- THE TASK
The exercise asks for every line of the data to be reproduced exactly.
(DATA FOR THIS TASK begins)
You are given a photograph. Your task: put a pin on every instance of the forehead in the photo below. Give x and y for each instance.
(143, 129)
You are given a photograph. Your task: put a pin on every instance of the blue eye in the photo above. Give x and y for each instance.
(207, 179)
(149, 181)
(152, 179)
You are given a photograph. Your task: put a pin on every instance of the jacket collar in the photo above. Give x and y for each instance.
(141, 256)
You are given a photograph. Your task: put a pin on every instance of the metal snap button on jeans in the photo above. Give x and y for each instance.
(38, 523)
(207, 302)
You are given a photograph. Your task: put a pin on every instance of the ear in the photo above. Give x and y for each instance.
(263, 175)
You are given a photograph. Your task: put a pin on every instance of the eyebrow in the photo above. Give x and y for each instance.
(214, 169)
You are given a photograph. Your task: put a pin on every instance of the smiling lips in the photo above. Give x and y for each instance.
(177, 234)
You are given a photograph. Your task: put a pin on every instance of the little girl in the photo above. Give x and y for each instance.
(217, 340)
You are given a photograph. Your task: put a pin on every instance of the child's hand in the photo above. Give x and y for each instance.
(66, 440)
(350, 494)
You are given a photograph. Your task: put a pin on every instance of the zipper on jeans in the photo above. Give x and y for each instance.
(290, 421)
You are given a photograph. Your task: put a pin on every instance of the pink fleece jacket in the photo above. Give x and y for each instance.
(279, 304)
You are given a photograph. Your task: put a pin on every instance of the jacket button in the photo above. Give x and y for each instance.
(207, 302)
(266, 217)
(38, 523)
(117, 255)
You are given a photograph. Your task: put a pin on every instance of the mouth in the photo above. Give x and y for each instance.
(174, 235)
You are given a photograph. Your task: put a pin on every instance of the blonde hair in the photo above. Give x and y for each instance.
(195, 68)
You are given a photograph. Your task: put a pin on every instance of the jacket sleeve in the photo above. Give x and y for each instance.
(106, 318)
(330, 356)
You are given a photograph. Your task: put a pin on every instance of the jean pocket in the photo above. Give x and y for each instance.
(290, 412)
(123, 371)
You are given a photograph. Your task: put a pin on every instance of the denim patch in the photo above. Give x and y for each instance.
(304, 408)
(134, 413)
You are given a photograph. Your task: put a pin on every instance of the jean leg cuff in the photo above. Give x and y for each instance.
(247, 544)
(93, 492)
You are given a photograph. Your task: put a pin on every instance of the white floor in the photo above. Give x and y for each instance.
(DATA FOR THIS TASK ends)
- ANSWER TO THE PROBLEM
You are given a photograph. Your task: put a pin on every instance of the forehead in the photo below. Give x and y for each instance.
(143, 129)
You are given a photograph. Your task: put a pin on every instance of the blue eye in the photo above. Give x and y for each instance.
(207, 179)
(149, 181)
(152, 179)
You are given a photograph. Your task: put a pin on every instance of the jacket collar in the photo above. Give x and y for each instance.
(141, 256)
You are given a photograph. Your task: put a pin on every instance of the metal snap button on jeans in the photo above. Give x and y for each instance.
(38, 523)
(207, 302)
You are given a photograph. Your task: put a pin on every instance of the ear in the photo above. Give x and y for each instance.
(263, 175)
You are given a photograph. Your task: put a pin on every instance of the eyebrow in the photo above. Give x and y for each instance.
(214, 169)
You are given a photograph. Your task: put a pin on every instance of the smiling lips in the photo above. Give x and y for each instance.
(177, 234)
You are given a photograph. Your task: put a pin on every instance of the little girl in the photo above. Give x and y for each instance.
(217, 340)
You are given a photograph. Your task: put a pin on every instance of the child's hand in the photo above. Give x and y for each instance.
(66, 440)
(350, 494)
You are given a photograph. Your task: put a pin on every instance of the zipper on jeans in the photo above. Give x and y for each instance.
(290, 421)
You are given a photograph. Your task: put a pin on every instance of the pink fleece jacket in the photo above. Give x and y for each instance.
(279, 304)
You are given a photograph. Your task: put a pin on every instance of the jacket button in the photo above. Give x and y for each instance.
(207, 302)
(266, 217)
(38, 523)
(117, 255)
You are given a photograph. Your task: put a pin on every instance of the mouth in the photo above. Give x and y for each instance.
(174, 235)
You are given a photograph. Your task: put a pin on every instance of the blonde hair in the photo above. Give x and y for each instance.
(195, 68)
You are given a photograph. Your task: put a pin on every instance of the jacket sleeve in the photo above. Give x and y for each instance.
(106, 318)
(330, 356)
You are given a photograph. Your task: put a pin on every instance of the jean pocket in the photo above. Give x and y for each instance.
(290, 412)
(123, 371)
You are given a photograph. Your task: put a pin on every instance of the denim patch in the photo above. Give x and y for each instance.
(304, 408)
(134, 413)
You are given a photograph. Your task: put a pin on every instance of the jean leg cuff in the photo above. Give x and y for each instance.
(247, 544)
(93, 492)
You are given a photograph. Your task: put a pin on every instance of the white floor in the photo above. Give x and y for each instance.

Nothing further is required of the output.